* Begin Extracted information *
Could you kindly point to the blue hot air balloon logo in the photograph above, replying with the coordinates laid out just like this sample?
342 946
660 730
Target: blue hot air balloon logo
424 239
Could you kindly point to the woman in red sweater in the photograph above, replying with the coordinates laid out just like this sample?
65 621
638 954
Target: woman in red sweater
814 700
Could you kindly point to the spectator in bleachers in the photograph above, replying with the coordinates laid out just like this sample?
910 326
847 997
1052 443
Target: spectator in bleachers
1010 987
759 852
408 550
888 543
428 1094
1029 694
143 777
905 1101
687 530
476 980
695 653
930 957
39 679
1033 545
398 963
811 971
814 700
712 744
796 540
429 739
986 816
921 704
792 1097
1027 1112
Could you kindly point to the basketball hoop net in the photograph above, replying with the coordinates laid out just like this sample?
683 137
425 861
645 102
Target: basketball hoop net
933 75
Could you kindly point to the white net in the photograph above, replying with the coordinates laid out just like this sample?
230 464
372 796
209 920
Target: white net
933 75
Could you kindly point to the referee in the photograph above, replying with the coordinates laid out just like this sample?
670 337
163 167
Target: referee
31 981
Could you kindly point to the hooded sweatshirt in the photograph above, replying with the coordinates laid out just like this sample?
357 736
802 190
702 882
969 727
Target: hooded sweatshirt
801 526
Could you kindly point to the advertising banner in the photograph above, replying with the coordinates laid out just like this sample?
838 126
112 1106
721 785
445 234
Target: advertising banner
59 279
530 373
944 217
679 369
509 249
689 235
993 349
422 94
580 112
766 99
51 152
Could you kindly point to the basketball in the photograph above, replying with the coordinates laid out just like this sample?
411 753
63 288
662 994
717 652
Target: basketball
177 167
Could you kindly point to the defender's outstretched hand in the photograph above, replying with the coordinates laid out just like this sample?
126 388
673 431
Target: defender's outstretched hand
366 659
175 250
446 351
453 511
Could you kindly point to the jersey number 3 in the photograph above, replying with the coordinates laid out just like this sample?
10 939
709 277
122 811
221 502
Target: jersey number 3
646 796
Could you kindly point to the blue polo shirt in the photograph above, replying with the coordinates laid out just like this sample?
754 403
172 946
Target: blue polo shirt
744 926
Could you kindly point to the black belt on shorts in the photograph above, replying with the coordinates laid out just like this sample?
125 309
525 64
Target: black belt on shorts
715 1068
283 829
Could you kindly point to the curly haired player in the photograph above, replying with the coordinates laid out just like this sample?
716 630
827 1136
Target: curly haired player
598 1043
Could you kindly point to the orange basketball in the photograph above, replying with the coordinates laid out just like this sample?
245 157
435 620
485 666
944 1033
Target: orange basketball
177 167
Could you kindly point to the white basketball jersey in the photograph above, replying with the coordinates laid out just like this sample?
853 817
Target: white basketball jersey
* End Extracted information *
# [Short task]
Repeat the records exactly, including every line.

# [Exercise result]
Could you kindly point to the blue hot air balloon logo in the photograph above, replying with the coordinates laid out just like this sample?
342 946
660 730
Target: blue hot air balloon logo
424 239
Could you kindly point to the woman in red sweater in the photograph above, replying with the coordinates laid out just like this sample?
65 621
638 954
Target: woman in red sweater
814 700
Could you kindly point to the spectator in bleachers in the photograph above, replying with the coordinates laid out just like this sample?
910 326
847 997
1052 443
Target: spectator in bleachers
1010 987
759 852
408 550
888 543
428 1094
1029 694
143 777
905 1101
687 530
476 980
695 653
930 957
39 679
1033 545
398 963
811 971
814 700
712 744
796 540
429 739
986 816
921 704
792 1097
1027 1112
Could you kindly point to the basketball hoop net in the photograph above, replying with the coordinates laid out just like this sample?
683 137
425 861
645 102
Target: basketball hoop net
933 75
Could you kindly point to the white net in the photograph above, replying with the coordinates laid out just like this sample?
230 464
372 796
209 920
Target: white net
933 75
Could you kindly point to the referee in the photograph above, replying with the coordinates laid out just like this sample?
670 337
163 167
Target: referee
31 981
Could you kindly point to the hooded sweatshirt in the photograph above, replying with the coordinates laid out just like this sample?
357 736
802 190
702 882
969 727
Target: hooded sweatshirt
801 526
Could you kindly point to the advertising banner in the photograph above, replying with the coordinates laid out just like this sample?
838 126
112 1106
721 785
445 234
Target: advertising banner
59 279
530 373
944 217
679 369
509 249
689 235
993 349
422 94
580 112
766 99
51 152
Could you kindly point to the basketball in the photograph above, replying with the coordinates laid out just like this sample?
411 753
63 288
662 994
717 652
Target: basketball
177 167
Could you kindly point to the defender's outstretched hand in the photograph above, replying with the coordinates laid out just like this sample?
126 388
673 431
Target: defender's outstretched hand
366 659
175 250
446 351
453 511
Could you kindly point to the jersey number 3 in the photograph above, replying with the coordinates laid out just like this sample?
10 939
709 277
122 811
221 502
Target: jersey number 3
646 796
Could you kindly point to the blue polo shirt in the photograph above, replying with the coordinates laid out just like this sample?
754 403
172 946
Target: blue polo shirt
744 926
Could you kindly point to the black belt on shorts in the photograph above, replying with the coordinates laid out just like this sample?
125 309
525 64
Target: black belt on shorts
715 1068
283 829
Could you kindly point to the curly haired player in the photograph above, replying with the coordinates laid out just like this sample?
716 630
827 1136
Target: curly haired player
598 1043
Could you kindly point to the orange basketball in the photograph above, replying with the coordinates laid out just like this sample?
245 157
435 620
485 666
944 1033
Target: orange basketball
177 167
Could you kindly point to the white basketball jersey in the photograph above, replying with the coordinates laid out just like this sample?
853 817
Target: white basketball jersey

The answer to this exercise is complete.